[TASK GOAL] Repeat each entry below without omitting a single word.

==== MATERIAL PROVIDED ====

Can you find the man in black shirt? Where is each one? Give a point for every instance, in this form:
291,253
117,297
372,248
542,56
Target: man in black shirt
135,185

====

[RESPONSE FOR THIS EXERCISE]
Can you find the man in black shirt? Where is each one? Give a point for every instance, in this form:
291,253
117,297
372,248
542,56
Target: man in black shirt
135,185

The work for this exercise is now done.